### [Work instructions]
Could every line below be transcribed exactly, with the pictures dropped?

### [Material supplied]
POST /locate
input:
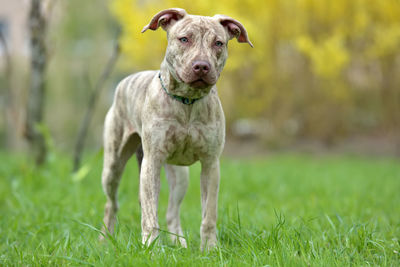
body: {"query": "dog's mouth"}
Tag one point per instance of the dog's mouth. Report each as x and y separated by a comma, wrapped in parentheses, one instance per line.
(199, 83)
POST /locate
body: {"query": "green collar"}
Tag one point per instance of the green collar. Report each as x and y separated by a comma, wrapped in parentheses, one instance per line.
(183, 100)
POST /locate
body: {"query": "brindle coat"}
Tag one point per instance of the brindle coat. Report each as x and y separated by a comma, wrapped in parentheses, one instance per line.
(172, 133)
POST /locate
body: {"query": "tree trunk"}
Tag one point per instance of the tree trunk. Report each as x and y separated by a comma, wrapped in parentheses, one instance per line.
(36, 97)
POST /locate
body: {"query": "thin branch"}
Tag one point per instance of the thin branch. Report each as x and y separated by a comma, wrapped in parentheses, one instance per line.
(83, 130)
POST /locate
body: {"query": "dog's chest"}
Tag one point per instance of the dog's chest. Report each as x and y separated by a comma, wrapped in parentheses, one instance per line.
(185, 144)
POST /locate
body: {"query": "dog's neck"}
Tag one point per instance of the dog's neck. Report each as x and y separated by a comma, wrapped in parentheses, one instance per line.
(176, 87)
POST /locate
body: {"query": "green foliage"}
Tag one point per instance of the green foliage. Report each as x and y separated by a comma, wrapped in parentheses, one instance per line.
(285, 210)
(310, 59)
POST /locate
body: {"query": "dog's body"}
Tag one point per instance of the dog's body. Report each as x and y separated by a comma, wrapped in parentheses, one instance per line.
(176, 116)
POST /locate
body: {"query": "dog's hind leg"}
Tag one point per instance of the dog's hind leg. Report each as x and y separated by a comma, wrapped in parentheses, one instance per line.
(178, 179)
(119, 145)
(139, 158)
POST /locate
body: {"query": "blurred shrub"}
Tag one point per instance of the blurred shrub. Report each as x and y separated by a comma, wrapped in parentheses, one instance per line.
(328, 65)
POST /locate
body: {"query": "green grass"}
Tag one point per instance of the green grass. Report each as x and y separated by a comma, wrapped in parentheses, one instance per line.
(283, 210)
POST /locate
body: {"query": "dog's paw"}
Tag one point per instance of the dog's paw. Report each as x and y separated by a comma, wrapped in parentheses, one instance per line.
(208, 244)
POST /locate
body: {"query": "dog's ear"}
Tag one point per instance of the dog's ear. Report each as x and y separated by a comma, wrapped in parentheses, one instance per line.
(165, 19)
(234, 28)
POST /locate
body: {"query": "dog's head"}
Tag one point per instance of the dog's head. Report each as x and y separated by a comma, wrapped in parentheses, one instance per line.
(197, 45)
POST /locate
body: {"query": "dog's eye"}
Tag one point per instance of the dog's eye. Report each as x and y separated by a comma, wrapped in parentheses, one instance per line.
(219, 43)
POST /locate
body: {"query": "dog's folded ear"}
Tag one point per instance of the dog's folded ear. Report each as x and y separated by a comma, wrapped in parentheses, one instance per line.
(234, 28)
(165, 19)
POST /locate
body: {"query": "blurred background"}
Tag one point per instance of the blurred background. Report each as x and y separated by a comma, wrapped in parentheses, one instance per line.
(322, 76)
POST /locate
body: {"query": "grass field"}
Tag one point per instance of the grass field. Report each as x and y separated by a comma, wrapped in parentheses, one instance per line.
(282, 210)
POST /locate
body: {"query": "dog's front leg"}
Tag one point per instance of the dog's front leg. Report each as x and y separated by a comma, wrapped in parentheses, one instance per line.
(209, 201)
(149, 192)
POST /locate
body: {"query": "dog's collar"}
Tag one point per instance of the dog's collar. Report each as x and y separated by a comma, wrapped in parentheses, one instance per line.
(183, 100)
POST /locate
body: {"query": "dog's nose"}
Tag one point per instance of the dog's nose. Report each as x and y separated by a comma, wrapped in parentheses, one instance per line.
(201, 67)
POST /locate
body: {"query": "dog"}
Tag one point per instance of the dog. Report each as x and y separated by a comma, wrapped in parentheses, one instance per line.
(172, 117)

### [Exercise response]
POST /locate
input:
body: {"query": "dog's mouth"}
Tag one point per instance of the dog's mouth. Report each as x and y separated by a comma, wrapped in parentheses, one instance per line.
(199, 83)
POST /locate
body: {"query": "green collar"}
Tag one point per instance of the green collar. Report each as x and y separated by a comma, wrapped in parentheses, one instance per line.
(183, 100)
POST /locate
body: {"query": "brindle coat"}
Tag one point per instance of the brindle coat. Report each as x and y separated by a comma, wrapped in parentheses, one instance per line.
(172, 133)
POST /locate
body: {"query": "tree trunk"}
Tag one point per instance of the tree trunk. Report each as x and y separated by a comma, wrapped in parentheses, one instance per line.
(36, 97)
POST /locate
body: {"query": "thin branch"}
Tag one point per instance of the thin branch. Report each as x and y separated by a comma, wrapped in parentheses, one instance per line.
(83, 130)
POST /locate
body: {"query": "dog's chest"}
Tag one point per instance of the dog's chest. Report each as x and y separated by a comma, wrapped in parentheses, one instance per line.
(185, 144)
POST /locate
body: {"query": "dog's neck"}
Tag one point per instance of the dog's neck. Report each as x and y separated by a comma, wrapped in parentheses, one instance per line.
(176, 87)
POST /locate
body: {"query": "green foliage"}
Tag one point per instance of the green foliage. Report each as x and y separated by a comma, wrapped in parentheses, one instance per line.
(285, 210)
(310, 59)
POST /locate
body: {"query": "dog's body"}
Tag one point per instance of the dog's body. Report each as x and y separated by a comma, wrapped in parentheses, one instance per line.
(176, 116)
POST /locate
body: {"query": "dog's hind leg"}
Tag one point per instance of the dog's hind leg. Report each as x and y separated by a comma, wrapped in parentheses, one instance per line.
(178, 179)
(119, 145)
(139, 158)
POST /locate
body: {"query": "blurred shrub"}
Tag one point per instance of the blurred shrub. Report each as x and y separated by a comma, wrapped in parentheses, one instance per line.
(328, 65)
POST /locate
body: {"query": "green grass"}
Tag one point per instance of the green grass. Report each as x and y separated by a comma, wrapped in parentheses, one instance per line.
(283, 210)
POST /locate
body: {"query": "dog's paw"}
Tag one point per instance of the dog's paw. Report each as x and y separated by a comma, wrapped in parentheses, one instance per line.
(208, 244)
POST /locate
body: {"query": "dog's ear"}
Tag one point per instance of the dog's ear. Report each as x and y separated by a comma, wrapped in parentheses, one instance per line.
(165, 19)
(234, 28)
POST /locate
body: {"query": "dog's head"}
Tag one point per instance of the dog's head. Report each as x and y separated by a comma, wrapped in parentheses, one instance per line.
(197, 45)
POST /locate
body: {"query": "dog's eye"}
Tag one point per instance of the dog's eye. Report each as x and y separated by a comma, wrapped in parentheses, one instance per line.
(219, 43)
POST /locate
body: {"query": "dog's folded ear"}
Tag one point per instance of the dog's folded ear. Report each as x and y separated by a comma, wrapped in parentheses, one instance per line.
(234, 28)
(165, 19)
POST /locate
body: {"query": "blurred background"}
Tag one point per instance of the blurred background. Report each as x and y separated by a comma, wrapped in parentheses, one instance per line.
(322, 76)
POST /locate
body: {"query": "grass field"}
Tag one point per instance of the grass field. Report each as x and y separated by a comma, wrapped in parentheses, one instance per line.
(282, 210)
POST /locate
body: {"query": "dog's front leg"}
Tag one point per instance of the dog's front leg. Report each as x and y separated by a comma, wrapped in parentheses, one instance per line.
(209, 201)
(149, 192)
POST /locate
body: {"query": "dog's collar"}
Tag one point per instance of the dog's collar. Report each as x and y separated by a comma, wrapped in parentheses, one instance per line.
(183, 100)
POST /locate
body: {"query": "dog's nose"}
Tag one point per instance of the dog's nose. Report each as x and y separated by a comma, wrapped in parentheses, one instance per line.
(201, 67)
POST /locate
body: {"query": "dog"}
Tag one point per instance of the dog. Report each as x and y separated by a comma, wrapped in parentheses, one instance per line.
(172, 117)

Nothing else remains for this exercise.